## Exercise requirements
Can you update the lines starting at "Task: confirm every instance of the white box" and ending at "[[188, 500], [197, 478], [335, 423], [305, 447], [185, 430]]" so that "pixel location" reads "pixel coordinates" with everything else left unchanged, and return only those lines?

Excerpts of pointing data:
>>>

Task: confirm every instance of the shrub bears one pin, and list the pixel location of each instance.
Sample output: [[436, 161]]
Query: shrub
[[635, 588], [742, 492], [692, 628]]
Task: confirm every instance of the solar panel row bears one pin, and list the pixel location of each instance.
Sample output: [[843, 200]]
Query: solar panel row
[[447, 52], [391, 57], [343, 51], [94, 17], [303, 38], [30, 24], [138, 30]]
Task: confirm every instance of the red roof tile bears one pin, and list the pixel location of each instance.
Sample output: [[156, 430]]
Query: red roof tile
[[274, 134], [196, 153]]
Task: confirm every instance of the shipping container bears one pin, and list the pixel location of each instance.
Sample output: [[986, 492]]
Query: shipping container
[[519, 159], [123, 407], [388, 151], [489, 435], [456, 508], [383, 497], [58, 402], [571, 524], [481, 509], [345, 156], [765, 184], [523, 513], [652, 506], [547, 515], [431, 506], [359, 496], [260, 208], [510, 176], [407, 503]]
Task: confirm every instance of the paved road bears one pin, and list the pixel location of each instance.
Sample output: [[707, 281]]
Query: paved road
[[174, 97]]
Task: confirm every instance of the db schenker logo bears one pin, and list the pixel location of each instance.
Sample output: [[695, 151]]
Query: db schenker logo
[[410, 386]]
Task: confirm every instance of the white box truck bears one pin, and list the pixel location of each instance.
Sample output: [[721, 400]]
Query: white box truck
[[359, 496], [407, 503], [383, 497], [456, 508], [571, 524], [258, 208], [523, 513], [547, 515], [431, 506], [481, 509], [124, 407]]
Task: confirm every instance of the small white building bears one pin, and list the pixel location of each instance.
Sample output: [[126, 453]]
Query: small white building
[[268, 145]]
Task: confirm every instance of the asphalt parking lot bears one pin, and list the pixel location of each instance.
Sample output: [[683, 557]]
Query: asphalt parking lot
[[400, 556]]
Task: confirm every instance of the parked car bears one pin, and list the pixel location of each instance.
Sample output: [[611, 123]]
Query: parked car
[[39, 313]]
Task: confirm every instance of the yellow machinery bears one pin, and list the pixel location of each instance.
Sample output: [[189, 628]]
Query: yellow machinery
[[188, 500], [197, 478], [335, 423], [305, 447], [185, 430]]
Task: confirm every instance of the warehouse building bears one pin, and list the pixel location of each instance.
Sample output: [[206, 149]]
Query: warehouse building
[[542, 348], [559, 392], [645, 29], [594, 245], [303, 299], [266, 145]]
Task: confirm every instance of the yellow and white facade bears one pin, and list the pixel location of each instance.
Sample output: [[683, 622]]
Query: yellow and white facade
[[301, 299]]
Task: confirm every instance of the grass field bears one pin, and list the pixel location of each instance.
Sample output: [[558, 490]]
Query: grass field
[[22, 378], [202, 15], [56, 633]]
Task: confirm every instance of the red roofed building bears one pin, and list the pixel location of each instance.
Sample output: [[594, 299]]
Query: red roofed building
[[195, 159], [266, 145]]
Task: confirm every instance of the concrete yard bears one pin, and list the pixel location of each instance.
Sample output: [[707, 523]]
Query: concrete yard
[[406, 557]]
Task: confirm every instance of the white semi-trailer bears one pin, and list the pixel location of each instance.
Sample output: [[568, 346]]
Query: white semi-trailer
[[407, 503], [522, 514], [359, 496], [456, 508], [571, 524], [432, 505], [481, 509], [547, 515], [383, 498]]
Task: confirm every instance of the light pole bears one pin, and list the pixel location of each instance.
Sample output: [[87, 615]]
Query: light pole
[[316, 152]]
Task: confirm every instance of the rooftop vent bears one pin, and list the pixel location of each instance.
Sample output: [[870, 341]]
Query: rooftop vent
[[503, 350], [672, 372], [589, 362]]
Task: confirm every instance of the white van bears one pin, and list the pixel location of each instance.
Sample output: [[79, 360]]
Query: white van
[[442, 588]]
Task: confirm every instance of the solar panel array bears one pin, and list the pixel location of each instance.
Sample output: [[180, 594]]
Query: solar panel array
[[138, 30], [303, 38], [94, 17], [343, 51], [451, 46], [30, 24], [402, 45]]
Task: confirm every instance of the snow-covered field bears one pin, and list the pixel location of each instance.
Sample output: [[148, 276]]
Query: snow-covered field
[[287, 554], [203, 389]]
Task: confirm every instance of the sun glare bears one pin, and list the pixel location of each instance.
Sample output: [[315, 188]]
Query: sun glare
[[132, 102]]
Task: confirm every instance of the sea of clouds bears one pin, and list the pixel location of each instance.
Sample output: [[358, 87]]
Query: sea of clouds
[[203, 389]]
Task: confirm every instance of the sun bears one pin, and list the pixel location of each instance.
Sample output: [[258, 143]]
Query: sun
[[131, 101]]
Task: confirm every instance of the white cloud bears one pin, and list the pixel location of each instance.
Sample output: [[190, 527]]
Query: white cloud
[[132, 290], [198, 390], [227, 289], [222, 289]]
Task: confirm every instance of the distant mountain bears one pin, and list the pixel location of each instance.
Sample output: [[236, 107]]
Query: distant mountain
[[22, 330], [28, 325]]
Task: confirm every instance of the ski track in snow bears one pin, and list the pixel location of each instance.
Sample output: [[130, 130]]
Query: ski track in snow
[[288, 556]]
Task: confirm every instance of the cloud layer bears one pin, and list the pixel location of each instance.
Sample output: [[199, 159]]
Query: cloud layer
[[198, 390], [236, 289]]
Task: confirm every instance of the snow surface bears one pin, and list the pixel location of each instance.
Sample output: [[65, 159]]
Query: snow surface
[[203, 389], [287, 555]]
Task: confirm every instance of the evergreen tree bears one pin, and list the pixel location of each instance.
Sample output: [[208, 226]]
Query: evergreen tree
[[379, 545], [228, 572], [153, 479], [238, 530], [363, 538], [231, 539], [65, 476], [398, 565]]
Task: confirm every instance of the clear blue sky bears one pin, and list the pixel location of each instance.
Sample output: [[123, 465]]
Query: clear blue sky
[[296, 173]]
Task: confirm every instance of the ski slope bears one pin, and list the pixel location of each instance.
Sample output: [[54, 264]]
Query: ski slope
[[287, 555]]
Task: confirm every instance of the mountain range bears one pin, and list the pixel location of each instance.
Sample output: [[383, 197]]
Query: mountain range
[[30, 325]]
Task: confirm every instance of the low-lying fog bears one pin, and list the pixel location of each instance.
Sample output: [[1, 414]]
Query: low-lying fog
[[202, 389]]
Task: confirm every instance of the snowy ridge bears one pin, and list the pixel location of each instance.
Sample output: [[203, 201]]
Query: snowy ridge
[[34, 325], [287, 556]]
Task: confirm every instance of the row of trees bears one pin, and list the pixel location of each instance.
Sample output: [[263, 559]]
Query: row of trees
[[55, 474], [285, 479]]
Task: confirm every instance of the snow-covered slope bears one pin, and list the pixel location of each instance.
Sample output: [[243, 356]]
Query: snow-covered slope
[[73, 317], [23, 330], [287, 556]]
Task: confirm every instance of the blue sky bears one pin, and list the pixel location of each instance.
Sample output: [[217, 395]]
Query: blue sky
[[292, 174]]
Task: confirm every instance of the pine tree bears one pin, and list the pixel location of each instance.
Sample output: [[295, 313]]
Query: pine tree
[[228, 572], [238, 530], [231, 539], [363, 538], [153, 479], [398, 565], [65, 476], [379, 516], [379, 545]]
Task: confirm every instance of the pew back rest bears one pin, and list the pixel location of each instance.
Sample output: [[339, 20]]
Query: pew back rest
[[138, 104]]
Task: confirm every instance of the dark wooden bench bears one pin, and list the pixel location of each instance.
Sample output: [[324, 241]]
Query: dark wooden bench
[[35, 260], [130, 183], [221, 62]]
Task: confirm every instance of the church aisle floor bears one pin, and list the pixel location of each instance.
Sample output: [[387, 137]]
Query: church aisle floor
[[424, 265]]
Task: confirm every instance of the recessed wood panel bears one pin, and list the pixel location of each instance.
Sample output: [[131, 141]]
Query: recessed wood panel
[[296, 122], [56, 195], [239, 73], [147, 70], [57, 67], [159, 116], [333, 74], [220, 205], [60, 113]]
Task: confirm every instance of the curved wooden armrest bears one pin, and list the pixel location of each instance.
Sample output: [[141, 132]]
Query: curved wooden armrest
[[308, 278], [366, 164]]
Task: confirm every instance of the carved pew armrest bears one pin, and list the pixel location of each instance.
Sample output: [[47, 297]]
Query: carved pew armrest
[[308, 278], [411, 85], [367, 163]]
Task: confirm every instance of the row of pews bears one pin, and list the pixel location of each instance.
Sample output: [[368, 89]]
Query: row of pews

<<<

## Written solution
Task: confirm every instance of the white box truck bears one pin, and list the pixel coordinates of each instance.
Sample output: [[721, 400]]
Query: white box truck
[[359, 496], [407, 503], [383, 497], [456, 508], [571, 524], [258, 208], [523, 513], [547, 515], [431, 506], [481, 509], [124, 407]]
Task: confirm every instance of the small white building bears one pin, and list the pixel coordinates of each instance.
Sample output: [[126, 453]]
Query: small white building
[[268, 145]]
Task: confirm every instance of the asphalt parking lot bears one pin, and list the pixel coordinates of each instance.
Sample output: [[683, 557]]
Query: asphalt parking lot
[[400, 556]]
Task: confirm every instance of the parked car bears one pin, and list the pixel coordinates of each instance.
Sample output: [[611, 123]]
Query: parked car
[[39, 313]]
Task: confirm every instance of the yellow machinery bears one pin, and list the pixel coordinates of each instance.
Sample output: [[189, 628]]
Query: yellow machinery
[[188, 500], [197, 478], [335, 423], [305, 447], [185, 430]]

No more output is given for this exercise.